── Testo di partenza
Per un lungo periodo la giurisprudenza e la dottrina avevano risolto il problema della responsabilità civile per mezzo delle disposizioni del Codice penale. E queste propendono per la totale irrilevanza della situazione pregressa del danneggiato, salvo il caso in cui essa assurga a fattore interruttivo tra l’atto o l’omissione e l’evento. Ne seguiva un risarcimento pieno ed indipendente dall’incidenza eziologica del danneggiante a monte, con ristoro del pregiudizio subito sia per la porzione imputabile al medico, sia per la porzione imputabile al paziente. 

La morte del paziente nel caso del 2009, secondo le perizie medico-legali, è dovuto certamente per minima parte a colpe mediche, ma in modo preponderante soprattutto all’estrema labilità delle pareti protesiche dell’aorta del paziente, capaci già di per sé di spiegarne l’evento morte.
────
── Dati estratti
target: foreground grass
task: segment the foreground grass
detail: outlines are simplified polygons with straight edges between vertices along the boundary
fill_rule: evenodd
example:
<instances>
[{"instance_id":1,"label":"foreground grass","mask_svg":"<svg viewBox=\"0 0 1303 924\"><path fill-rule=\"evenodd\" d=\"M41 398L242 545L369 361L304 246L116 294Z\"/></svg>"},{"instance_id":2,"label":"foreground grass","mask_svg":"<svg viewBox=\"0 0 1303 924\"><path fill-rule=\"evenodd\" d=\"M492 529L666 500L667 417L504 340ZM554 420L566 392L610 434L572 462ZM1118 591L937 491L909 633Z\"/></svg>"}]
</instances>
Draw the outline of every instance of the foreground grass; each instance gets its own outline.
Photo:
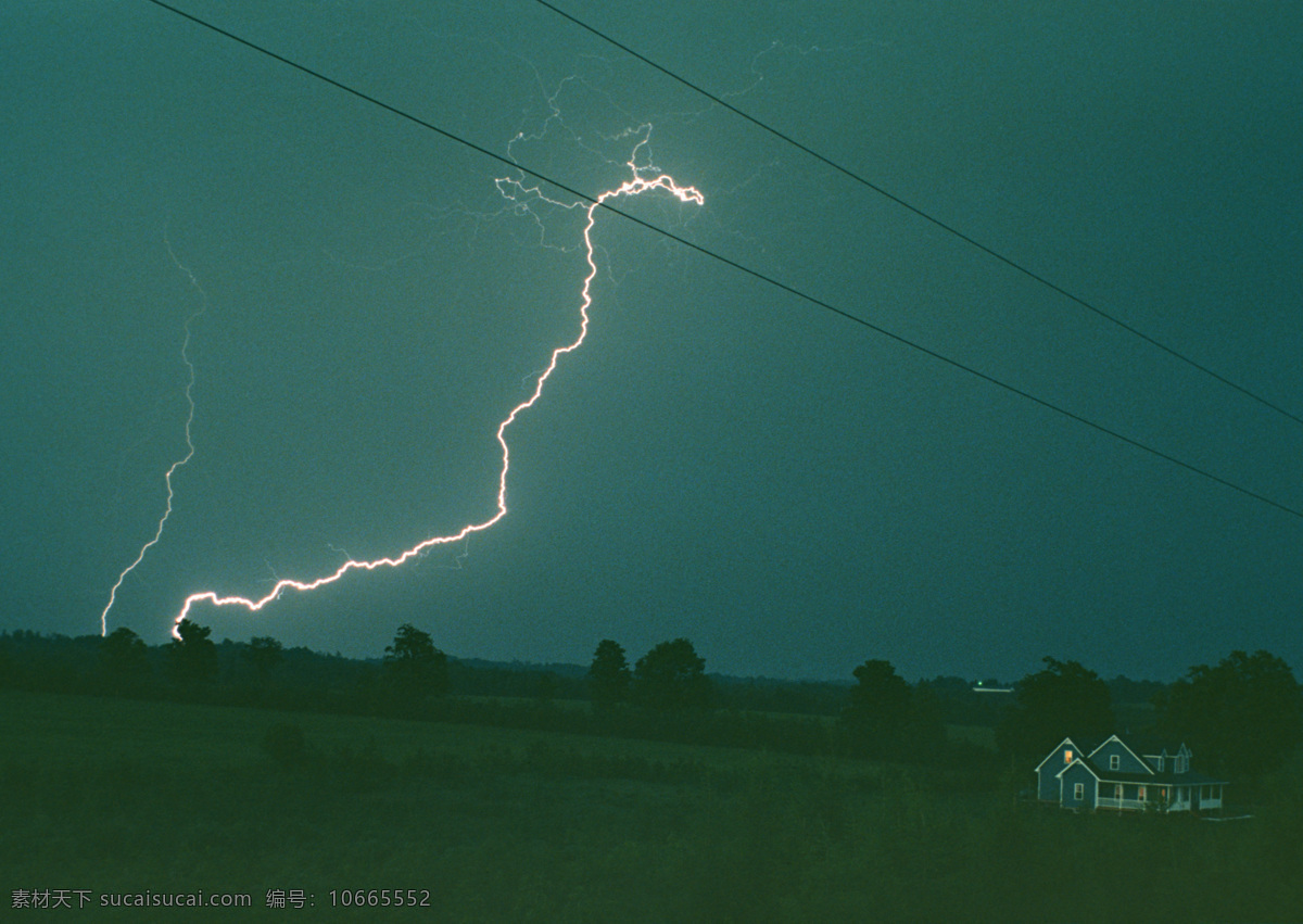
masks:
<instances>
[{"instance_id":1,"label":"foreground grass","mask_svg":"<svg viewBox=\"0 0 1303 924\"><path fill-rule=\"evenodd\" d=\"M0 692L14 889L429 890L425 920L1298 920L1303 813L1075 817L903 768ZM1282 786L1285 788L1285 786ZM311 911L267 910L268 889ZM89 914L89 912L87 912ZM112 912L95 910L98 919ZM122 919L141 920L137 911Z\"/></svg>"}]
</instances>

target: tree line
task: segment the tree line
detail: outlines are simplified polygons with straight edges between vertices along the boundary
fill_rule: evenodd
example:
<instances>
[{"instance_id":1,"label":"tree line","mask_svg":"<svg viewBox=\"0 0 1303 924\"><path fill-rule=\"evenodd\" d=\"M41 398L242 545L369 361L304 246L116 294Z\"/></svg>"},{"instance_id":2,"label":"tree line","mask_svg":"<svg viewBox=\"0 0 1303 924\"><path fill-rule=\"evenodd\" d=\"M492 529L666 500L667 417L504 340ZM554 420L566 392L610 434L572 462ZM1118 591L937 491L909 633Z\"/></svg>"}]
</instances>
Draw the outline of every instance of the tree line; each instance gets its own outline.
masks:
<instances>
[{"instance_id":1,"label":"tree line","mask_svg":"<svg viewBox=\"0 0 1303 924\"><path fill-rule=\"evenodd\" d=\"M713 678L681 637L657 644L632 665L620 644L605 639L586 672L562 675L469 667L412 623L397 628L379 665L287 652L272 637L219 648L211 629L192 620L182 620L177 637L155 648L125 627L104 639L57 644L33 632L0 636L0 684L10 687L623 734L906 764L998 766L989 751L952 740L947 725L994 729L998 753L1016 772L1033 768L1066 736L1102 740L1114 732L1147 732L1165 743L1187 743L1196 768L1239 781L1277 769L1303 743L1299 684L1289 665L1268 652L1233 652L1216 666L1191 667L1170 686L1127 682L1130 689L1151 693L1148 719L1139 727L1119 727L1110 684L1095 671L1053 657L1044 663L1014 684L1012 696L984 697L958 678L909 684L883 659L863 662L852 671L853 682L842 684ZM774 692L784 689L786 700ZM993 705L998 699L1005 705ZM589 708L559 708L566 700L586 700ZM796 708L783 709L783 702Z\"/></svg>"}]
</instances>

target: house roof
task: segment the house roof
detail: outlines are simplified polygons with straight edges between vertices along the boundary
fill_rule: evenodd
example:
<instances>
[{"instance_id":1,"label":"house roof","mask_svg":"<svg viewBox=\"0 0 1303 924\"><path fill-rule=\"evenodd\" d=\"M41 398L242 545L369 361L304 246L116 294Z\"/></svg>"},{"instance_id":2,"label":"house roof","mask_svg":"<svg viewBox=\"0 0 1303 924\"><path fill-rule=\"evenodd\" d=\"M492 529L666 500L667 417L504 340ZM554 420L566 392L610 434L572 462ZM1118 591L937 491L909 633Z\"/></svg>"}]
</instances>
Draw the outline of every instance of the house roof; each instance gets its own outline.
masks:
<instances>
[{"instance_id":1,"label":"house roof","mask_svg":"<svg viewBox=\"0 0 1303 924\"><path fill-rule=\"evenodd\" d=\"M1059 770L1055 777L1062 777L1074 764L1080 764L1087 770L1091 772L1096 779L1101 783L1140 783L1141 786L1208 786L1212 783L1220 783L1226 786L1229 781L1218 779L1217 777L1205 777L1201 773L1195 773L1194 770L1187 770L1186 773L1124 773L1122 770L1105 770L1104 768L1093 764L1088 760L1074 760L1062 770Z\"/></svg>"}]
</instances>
────
• Compito richiesto:
Riproduci per intero il testo di partenza, senza alcuna modifica.

• Risultato qui sotto:
Per un lungo periodo la giurisprudenza e la dottrina avevano risolto il problema della responsabilità civile per mezzo delle disposizioni del Codice penale. E queste propendono per la totale irrilevanza della situazione pregressa del danneggiato, salvo il caso in cui essa assurga a fattore interruttivo tra l’atto o l’omissione e l’evento. Ne seguiva un risarcimento pieno ed indipendente dall’incidenza eziologica del danneggiante a monte, con ristoro del pregiudizio subito sia per la porzione imputabile al medico, sia per la porzione imputabile al paziente. 

La morte del paziente nel caso del 2009, secondo le perizie medico-legali, è dovuto certamente per minima parte a colpe mediche, ma in modo preponderante soprattutto all’estrema labilità delle pareti protesiche dell’aorta del paziente, capaci già di per sé di spiegarne l’evento morte.